As it just so happens, that’s exactly what we do, and the performance of the overhauled approach (above) speaks for itself.

To recap: we drastically improved the resilience of this service by adopting Parquet, mitigating memory utilization and stability issues to a large degree. Further, by leveraging Polars, we side-stepped any resulting latency issues completely: documents could now be processed faster than ever before! It wouldn’t necessarily scale forever, but nothing ever does, and we did have a plan for the long-term that’ll be described in the last section, concerning Rust.

Advantages and Disadvantages of Polars & Parquet

I’ll start with the disadvantages:

May not be quite a drop-in replacement for Pandas
More powerful ‘lazy’ API is definitely not a drop-in replacement for Pandas

Other than that, though, the disadvantages are probably more discretionary than anything else. I don’t personally know the degree to which Polars can be a drop-in replacement these days; when we first evaluated it, there were one or two Pandas functions for which I couldn’t find an analogue, but this may no longer be the case. However, to get the most out of Polars, it’s strongly recommended to use its lazy API, which does have a bit of learning curve if you’ve been writing imperative Pandas code for the majority of your ML-adjacent career.

Advantages:

Speed and memory utilization are consistently top-of-class (vs. Pandas, etc.)
Polars can interoperate with Pandas as necessary
Can be used in both Python and Rust code

Alternatives to Polars & Parquet

There’s a number of alternatives to Polars, including the incumbent Pandas. It’s likely helpful to aggregate the alternatives along (at least) two separate dimensions:

Whether the alternative is intended to be used in a single- or multi-machine context
Whether the alternative is primarily DataFrame-y or SQL-y (or even uses some other facade)

Alternatives:

E.g., Dask is best used in multi-machine contexts — a use case Polars doesn’t support. Additionally, DuckDB “looks like” something more akin to SQL than it does to traditional Pandas, as does ClickHouse. Ultimately, which alternative is most suitable for your use case is likely a function of how much data you have and whether your engineers and/or researchers are more comfortable with a DataFrame-like interface or not.

::::::::

__Things to do__
[a] In the Polars and Parquet write-up, which alternative is described as best used in multi-machine contexts?
[b] Pick up the Polars and Parquet write-up after its final sentence and keep writing it.

Point placement records
::::::::

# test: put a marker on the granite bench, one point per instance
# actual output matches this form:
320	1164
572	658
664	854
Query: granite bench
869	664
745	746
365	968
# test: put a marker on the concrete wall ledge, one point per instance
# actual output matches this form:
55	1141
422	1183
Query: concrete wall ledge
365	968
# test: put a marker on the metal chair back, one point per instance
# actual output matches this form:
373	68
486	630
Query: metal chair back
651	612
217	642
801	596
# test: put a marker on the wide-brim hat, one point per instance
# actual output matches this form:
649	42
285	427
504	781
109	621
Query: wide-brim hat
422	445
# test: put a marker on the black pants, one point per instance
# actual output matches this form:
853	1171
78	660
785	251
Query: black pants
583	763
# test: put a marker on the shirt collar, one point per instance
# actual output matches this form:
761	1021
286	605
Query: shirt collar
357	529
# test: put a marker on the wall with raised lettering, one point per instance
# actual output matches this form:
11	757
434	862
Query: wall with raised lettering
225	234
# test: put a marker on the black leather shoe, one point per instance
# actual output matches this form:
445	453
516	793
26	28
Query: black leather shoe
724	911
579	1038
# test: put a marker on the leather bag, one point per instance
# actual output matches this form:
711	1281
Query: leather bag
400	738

::::::::

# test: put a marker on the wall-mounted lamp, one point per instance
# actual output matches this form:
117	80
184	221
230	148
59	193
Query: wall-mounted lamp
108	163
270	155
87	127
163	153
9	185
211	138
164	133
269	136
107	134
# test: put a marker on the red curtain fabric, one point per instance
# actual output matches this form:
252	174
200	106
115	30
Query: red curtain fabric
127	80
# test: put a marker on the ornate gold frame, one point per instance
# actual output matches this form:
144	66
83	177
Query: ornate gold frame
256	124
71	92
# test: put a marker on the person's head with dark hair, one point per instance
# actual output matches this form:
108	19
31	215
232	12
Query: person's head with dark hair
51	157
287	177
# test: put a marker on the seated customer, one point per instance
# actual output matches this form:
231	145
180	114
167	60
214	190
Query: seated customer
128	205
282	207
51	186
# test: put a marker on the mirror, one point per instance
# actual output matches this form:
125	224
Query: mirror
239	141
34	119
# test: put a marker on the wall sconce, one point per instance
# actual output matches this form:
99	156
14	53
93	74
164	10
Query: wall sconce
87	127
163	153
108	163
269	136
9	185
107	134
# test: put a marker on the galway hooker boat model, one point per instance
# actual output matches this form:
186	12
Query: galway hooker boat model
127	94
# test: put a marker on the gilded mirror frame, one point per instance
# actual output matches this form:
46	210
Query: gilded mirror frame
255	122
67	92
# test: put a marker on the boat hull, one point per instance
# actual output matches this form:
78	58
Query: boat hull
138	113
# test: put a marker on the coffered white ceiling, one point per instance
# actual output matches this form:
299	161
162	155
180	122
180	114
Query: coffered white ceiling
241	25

::::::::

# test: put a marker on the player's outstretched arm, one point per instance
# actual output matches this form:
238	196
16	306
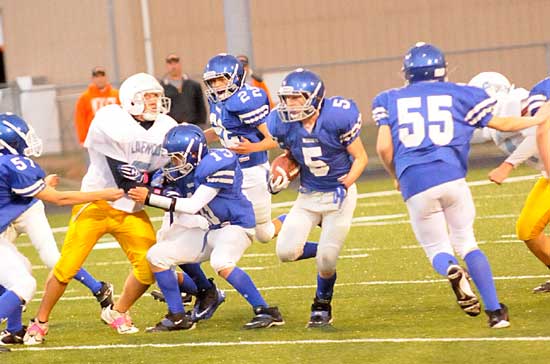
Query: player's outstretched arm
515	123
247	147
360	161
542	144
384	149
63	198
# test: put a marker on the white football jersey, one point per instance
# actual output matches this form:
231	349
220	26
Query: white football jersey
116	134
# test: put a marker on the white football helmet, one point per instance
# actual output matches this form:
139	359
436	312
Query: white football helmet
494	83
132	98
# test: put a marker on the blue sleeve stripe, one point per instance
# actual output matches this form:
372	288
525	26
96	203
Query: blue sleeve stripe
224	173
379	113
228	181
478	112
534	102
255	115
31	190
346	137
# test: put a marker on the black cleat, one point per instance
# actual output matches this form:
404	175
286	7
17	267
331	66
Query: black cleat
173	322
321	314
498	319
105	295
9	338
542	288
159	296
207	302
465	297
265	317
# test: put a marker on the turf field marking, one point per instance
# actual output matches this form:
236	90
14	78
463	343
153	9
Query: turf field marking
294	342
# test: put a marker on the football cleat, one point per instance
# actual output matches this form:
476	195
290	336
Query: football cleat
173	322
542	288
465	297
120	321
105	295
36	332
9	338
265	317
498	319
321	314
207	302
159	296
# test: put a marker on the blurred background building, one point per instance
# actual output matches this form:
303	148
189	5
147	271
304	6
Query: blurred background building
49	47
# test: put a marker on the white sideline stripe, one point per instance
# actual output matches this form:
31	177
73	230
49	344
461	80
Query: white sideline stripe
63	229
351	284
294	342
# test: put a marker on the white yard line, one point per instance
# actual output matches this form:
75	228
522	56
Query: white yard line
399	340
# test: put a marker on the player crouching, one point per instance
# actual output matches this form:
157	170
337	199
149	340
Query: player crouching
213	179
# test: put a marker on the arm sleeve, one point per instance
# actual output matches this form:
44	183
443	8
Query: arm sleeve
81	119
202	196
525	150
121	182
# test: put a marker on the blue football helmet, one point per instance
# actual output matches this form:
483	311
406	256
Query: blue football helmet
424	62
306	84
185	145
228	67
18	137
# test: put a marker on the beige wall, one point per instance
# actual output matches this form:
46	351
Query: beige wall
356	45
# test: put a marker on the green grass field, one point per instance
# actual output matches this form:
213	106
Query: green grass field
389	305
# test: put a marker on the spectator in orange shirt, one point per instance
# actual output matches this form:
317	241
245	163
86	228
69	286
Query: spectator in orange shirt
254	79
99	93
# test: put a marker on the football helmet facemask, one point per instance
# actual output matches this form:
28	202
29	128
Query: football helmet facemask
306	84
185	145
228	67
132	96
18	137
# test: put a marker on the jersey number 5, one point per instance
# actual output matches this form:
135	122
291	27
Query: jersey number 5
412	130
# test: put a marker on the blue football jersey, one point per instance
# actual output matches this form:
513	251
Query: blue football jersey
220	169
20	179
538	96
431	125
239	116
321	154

::::::::

__Task-by-task outputs__
[a] Dask

[b]
All that said, for our circumstances (“single-node” and “DataFrame-like”) Polars was the clear winner, especially given its interoperability with Rust. Polars does support out of core processing now, but there’s likely an inflection point beyond which you’d be best served by a library more specifically tailored to “big data” processing. That said, with Polars, the goalposts for what constitutes “big data” are likely not the same as they used to be.

Any particular alternative aside, I’d also recommend perusing the various benchmarks that are available. You may or may not find any one benchmark that gives you a conclusive go/no-go as regards any one library, but they can be used to highlight options you may not have been aware of and to demonstrate their general performance tendencies.

Better Data-intensive Applications: Rust

In the preceding discussions, I detailed how, via adoption of Parquet and Polars, we’d managed to make critical-path processing drastically more efficient, both in terms of memory utilization and processing latency. We’d managed to stave off the OOM boogeyman without ratcheting-up the resources allocated to the service, and the operations we’d optimized for memory were faster than they had been to begin with.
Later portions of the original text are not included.